## What to produce
Please render every line of the records below as a Markdown table with two columns, Row and Line, giving each line its row number and dropping blank lines. Leave the pictures out of the answer.

## Dataset content
▼

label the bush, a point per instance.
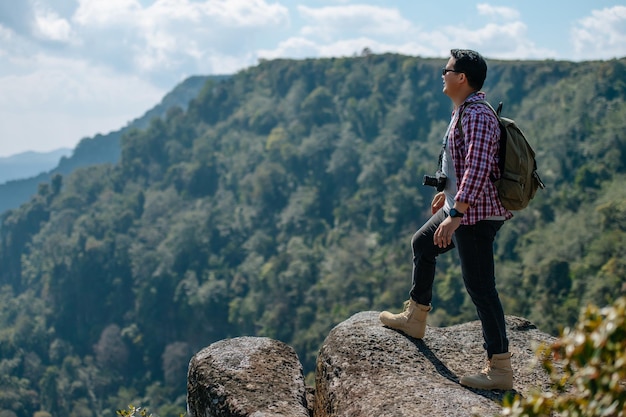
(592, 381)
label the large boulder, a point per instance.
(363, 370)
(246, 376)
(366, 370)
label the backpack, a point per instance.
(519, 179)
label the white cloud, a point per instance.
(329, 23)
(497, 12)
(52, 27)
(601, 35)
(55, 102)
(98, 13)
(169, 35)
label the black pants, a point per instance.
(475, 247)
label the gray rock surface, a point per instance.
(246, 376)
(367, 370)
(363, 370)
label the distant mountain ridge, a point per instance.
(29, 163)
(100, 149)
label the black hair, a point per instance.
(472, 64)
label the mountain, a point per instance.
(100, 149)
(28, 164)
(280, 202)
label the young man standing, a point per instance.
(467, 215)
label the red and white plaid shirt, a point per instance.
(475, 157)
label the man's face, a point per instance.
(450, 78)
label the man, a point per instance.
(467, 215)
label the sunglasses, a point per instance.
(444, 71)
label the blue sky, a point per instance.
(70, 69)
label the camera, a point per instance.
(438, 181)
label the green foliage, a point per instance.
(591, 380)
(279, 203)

▲

## Expected output
| Row | Line |
|---|---|
| 1 | label the bush, a point per instance. |
| 2 | (592, 381) |
| 3 | label the large boulder, a point per instance. |
| 4 | (363, 370) |
| 5 | (246, 376) |
| 6 | (366, 370) |
| 7 | label the backpack, a point per instance. |
| 8 | (519, 179) |
| 9 | label the white cloud, a point per instance. |
| 10 | (329, 23) |
| 11 | (497, 12) |
| 12 | (52, 27) |
| 13 | (601, 35) |
| 14 | (55, 102) |
| 15 | (98, 13) |
| 16 | (169, 35) |
| 17 | label the black pants, a point per instance. |
| 18 | (475, 247) |
| 19 | label the gray rock surface, a point per instance. |
| 20 | (246, 376) |
| 21 | (367, 370) |
| 22 | (363, 370) |
| 23 | label the distant mountain ridge, a point per instance. |
| 24 | (29, 163) |
| 25 | (100, 149) |
| 26 | label the black hair, a point per instance. |
| 27 | (472, 64) |
| 28 | label the mountain, a point per instance. |
| 29 | (100, 149) |
| 30 | (28, 164) |
| 31 | (280, 202) |
| 32 | label the young man standing, a point per instance. |
| 33 | (467, 215) |
| 34 | label the red and white plaid shirt, a point per instance. |
| 35 | (475, 157) |
| 36 | label the man's face, a point per instance. |
| 37 | (450, 78) |
| 38 | label the man, a point per instance. |
| 39 | (467, 215) |
| 40 | label the sunglasses, a point per instance. |
| 41 | (444, 71) |
| 42 | label the blue sky, a point per instance. |
| 43 | (70, 69) |
| 44 | label the camera, a point per instance. |
| 45 | (438, 181) |
| 46 | label the green foliage, a point per instance. |
| 47 | (591, 380) |
| 48 | (279, 203) |